▶ Extracted text:
>>>
Word of the week Archives


pymble (PIM-bul) n.
Small metal object about the size of a thimble which lies on the ground. When you kick it you discover it is the top of something buried four feet deep.
garvock (GAR-vok) n.
The action of putting your finger in your cheek and flicking it out with a "pock" noise.
darenth (DA-renth) n.
Measure = 0.0000176 mg. Defined as that amount of margarine capable of covering one hundred slices of bread to a depth of one molecule. This is the legal maximum allowed in sandwich bars in Greater London.
maaruig (maa-aa-aa-aa-aaaaaaaaaargh-arrrgh-RUOOUOUOU-ighkh*) n. * loudly, as if in pain
The inexpressible horror experienced on waking up in the morning and remembering that you are still Scotty in Star Trek.
cloates point (KLOHTS point) n.
The precise instant at which scrambled eggs are ready.
zod (ZOD) n.
An irritating lump which sticks out from the main body. Hence:
  1. A bit of cement which sits proud of the brickwork.
  2. A drip of paint on the windowpane.
  3. The knob of surplus butter on a corner of toast.
  4. Geraldo Rivera's head.
kurdistan (KOOR-dis-TAHN) n.
Hard stare given by a husband to his wife when he notices a sharp increase in the number of times he answers the phone to be told, "Sorry, wrong number."
pott shrigley (POT SHRIG-lee) n.
Dried remains of a week-old casserole, eaten when extremely drunk at 2:00 A.M.
draffan (DRAF-fan) n.
An infuriating person who always manages to look much more dashing tha anyone else by turning up unshaven and hung over at a formal party.
grimbister (GRIM-bis-ter) n.
Large body of cars on a highway all traveling at exactly the speed limit because one of them is a police car.
ravenna (rah-VEN-ah) n.
Poetic term for the cleavage in a workman's bottom that peeks above the top of his trousers.
offord darcy (off-er DAR-see) n.
A gate-crasher you can't get rid of because he's beome the life and soul of the party.
belding (BELD-ing) n.
The technical name for a stallion after its first ball has been cut off. Any notice which reads "Beware of the Belding" should be taken very, very seriously.
esterhazy (EST-er-hay-zee) adj.
(Medical term) Suffering from selective memory loss. The virus causing this condition is thought to breed in the air-conditioning system of the White House.
simprim (SIM-prim) n.
<<<
▶ Parts of the exercise:
(a) In the word-of-the-week archive of invented definitions, translate this sentence into Spanish: "The precise instant at which scrambled eggs are ready."
(b) Rewrite the part of the word-of-the-week archive from "The action of" up to and including "corner of toast.", changing "margarine" to "butter" wherever it appears.
(c) Continue the word-of-the-week archive of invented definitions from its last line.

▶ Extracted entries:
>>>
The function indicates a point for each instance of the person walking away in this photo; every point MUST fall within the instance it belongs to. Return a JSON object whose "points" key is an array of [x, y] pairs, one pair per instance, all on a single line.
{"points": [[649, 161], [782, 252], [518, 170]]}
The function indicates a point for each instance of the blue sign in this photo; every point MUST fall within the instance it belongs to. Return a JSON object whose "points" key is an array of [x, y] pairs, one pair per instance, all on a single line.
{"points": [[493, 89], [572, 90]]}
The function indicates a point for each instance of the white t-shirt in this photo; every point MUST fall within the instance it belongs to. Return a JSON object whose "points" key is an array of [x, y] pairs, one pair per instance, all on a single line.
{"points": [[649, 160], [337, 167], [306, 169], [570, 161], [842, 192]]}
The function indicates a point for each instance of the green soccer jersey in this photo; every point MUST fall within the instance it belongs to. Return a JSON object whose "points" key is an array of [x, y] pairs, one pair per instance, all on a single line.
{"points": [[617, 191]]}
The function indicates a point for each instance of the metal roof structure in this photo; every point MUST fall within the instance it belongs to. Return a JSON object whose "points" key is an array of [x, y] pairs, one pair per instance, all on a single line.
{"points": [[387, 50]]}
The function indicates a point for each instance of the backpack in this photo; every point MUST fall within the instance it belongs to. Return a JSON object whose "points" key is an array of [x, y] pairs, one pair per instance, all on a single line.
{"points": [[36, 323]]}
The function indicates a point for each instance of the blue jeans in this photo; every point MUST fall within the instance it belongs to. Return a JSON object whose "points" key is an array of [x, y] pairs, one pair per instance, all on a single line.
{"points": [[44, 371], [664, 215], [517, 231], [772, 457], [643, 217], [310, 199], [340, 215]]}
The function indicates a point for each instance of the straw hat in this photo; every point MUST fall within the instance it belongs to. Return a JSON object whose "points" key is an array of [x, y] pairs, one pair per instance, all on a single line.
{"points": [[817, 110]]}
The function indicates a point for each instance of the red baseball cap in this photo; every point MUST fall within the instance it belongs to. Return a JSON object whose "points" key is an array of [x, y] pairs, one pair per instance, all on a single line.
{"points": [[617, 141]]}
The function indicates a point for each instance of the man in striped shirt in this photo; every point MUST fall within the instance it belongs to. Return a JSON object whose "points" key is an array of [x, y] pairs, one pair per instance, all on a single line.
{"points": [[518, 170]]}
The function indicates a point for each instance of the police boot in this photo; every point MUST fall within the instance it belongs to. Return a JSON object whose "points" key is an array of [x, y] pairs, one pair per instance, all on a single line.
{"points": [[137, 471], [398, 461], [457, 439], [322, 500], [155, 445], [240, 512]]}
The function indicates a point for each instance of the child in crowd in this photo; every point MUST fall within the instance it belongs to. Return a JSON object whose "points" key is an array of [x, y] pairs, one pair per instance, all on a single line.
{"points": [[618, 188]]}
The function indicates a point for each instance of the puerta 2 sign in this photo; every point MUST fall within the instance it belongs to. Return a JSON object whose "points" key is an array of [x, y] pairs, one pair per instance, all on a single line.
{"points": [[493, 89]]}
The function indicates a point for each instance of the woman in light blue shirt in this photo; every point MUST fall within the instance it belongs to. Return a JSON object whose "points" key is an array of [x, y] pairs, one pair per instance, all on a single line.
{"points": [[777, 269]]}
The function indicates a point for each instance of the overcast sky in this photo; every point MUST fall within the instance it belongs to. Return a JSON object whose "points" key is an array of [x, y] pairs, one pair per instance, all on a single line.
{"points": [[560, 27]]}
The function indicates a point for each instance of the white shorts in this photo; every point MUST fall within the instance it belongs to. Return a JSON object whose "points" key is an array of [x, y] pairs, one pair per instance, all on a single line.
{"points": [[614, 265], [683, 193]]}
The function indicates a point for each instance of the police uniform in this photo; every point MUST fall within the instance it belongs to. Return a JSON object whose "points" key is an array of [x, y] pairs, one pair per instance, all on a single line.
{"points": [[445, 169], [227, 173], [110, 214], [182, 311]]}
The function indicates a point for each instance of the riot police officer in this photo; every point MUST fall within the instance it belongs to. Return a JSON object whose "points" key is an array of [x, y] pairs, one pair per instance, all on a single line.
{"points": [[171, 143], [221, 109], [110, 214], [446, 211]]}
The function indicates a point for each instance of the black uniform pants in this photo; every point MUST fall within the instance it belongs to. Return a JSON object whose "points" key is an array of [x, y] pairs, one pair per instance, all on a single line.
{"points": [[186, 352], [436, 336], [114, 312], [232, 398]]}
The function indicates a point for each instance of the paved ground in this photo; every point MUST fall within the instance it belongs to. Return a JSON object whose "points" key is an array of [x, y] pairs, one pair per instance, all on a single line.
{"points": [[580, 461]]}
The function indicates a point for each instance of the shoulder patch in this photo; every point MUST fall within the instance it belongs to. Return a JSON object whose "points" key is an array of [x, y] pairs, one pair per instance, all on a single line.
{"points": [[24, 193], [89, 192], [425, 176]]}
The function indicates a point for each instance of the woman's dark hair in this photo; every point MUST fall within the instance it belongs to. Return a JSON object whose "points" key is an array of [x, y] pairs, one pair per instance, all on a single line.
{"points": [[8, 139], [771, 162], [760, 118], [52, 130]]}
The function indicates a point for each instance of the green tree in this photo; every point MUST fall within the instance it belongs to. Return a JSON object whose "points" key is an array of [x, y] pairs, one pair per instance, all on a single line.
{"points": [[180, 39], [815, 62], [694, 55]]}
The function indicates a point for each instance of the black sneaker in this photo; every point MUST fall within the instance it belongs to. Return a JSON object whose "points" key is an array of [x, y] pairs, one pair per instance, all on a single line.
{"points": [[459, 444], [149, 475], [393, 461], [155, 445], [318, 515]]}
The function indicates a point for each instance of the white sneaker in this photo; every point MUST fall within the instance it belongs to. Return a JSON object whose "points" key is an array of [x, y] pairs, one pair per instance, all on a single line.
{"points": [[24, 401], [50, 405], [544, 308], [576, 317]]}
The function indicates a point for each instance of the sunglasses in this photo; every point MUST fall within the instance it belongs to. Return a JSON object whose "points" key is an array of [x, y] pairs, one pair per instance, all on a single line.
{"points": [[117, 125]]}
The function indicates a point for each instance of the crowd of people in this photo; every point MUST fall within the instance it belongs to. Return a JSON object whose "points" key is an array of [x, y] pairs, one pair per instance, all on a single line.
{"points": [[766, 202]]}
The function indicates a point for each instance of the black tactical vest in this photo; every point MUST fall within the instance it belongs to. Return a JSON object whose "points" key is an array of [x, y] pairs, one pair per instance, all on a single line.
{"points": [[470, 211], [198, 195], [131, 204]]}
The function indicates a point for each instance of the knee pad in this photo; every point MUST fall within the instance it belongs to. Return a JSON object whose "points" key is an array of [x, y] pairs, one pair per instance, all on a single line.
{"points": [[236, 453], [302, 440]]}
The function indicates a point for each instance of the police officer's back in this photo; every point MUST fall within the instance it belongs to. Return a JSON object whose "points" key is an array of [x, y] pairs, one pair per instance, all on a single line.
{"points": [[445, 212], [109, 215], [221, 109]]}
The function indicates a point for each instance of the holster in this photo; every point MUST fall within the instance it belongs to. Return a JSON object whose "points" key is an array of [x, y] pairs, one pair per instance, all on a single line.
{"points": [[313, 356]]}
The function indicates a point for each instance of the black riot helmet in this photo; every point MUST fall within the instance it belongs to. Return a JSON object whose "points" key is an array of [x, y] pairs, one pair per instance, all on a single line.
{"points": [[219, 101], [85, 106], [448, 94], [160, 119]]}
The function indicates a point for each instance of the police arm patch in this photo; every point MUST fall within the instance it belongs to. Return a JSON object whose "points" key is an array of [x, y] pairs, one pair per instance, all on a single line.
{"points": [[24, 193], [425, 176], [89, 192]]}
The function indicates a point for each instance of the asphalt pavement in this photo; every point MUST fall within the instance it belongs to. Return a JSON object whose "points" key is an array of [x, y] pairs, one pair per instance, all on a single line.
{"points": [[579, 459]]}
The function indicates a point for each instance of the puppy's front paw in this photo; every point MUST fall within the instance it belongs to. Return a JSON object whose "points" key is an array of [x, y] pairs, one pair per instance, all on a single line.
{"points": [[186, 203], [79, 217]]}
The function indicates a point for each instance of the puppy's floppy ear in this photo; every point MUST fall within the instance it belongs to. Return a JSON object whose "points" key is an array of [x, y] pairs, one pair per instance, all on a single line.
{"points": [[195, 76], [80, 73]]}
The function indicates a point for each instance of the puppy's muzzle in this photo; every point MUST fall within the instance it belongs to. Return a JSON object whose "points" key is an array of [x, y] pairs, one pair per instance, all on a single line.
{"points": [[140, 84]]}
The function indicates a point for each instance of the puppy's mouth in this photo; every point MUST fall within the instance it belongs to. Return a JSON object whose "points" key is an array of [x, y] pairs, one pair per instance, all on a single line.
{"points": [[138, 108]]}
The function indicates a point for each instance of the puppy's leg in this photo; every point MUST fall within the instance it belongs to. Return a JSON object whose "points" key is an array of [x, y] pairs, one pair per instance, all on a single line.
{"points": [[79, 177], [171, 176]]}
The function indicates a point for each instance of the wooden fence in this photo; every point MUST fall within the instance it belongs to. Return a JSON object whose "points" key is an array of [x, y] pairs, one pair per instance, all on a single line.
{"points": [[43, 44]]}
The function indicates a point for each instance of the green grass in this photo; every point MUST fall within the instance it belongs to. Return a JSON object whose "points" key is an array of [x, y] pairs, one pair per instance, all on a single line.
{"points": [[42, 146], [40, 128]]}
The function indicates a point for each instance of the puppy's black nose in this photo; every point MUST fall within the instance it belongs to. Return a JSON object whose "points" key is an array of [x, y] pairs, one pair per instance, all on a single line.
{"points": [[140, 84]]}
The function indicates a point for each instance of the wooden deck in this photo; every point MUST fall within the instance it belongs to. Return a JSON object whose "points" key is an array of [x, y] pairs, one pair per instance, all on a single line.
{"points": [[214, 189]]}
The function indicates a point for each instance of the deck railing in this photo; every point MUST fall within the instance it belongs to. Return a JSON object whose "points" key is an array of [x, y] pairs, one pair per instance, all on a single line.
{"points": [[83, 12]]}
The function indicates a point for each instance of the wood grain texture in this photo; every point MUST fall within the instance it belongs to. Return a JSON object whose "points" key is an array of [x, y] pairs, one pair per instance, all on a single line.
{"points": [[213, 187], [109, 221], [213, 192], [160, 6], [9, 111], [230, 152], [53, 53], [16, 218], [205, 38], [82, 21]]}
<<<
▶ Answers to each task:
(a) El instante preciso en que los huevos revueltos están listos.

(b)
The action of putting your finger in your cheek and flicking it out with a "pock" noise.
darenth (DA-renth) n.
Measure = 0.0000176 mg. Defined as that amount of butter capable of covering one hundred slices of bread to a depth of one molecule. This is the legal maximum allowed in sandwich bars in Greater London.
maaruig (maa-aa-aa-aa-aaaaaaaaaargh-arrrgh-RUOOUOUOU-ighkh*) n. * loudly, as if in pain
The inexpressible horror experienced on waking up in the morning and remembering that you are still Scotty in Star Trek.
cloates point (KLOHTS point) n.
The precise instant at which scrambled eggs are ready.
zod (ZOD) n.
An irritating lump which sticks out from the main body. Hence:
  1. A bit of cement which sits proud of the brickwork.
  2. A drip of paint on the windowpane.
  3. The knob of surplus butter on a corner of toast.

(c)
The little movement of false modesty by which a woman with a cavernous visible cleavage pulls her skirt down over her knees.
tingewick (TINJ-wik) n.
The first, sleepy morning stirrings of the penis.
gastard (GAS-terd) n.
Useful specially new-coined term for an illegitimate child (in order to distiguish it from someone who merely cuts you off on the highway, etc.).
willimantic (WIL-i-MAN-tik) adj.
Of a person whose heart is in the wrong place (i.e., between his legs).
pelutho (pel-OOTH-oh) n.
A South American ball game. The balls are whacked against a brick wall until the prisoner confesses.
shirmers (SHER-merz) pl. n.
Tall young men who stand around smiling at weddings as if to suggest that they know the bride rather well.
huby (HEW-bee) n.
A half erection large enough to be a publicly embarrassing bulge in the trousers, but not large enough to of use to anybody.
thrupp (THRUP) vb.
To hold a ruler on one end of the desk and make the other end go bbddbbddbbrrbrrrrddrr.
boinka (BOYN-kah) n.
The noise through the wall that tells you that the people next door enjoy a better sex life than you do.
elsrickle (ELZ-rik-ul) n.
A bead of sweat that runs down between the cheeks of your behind.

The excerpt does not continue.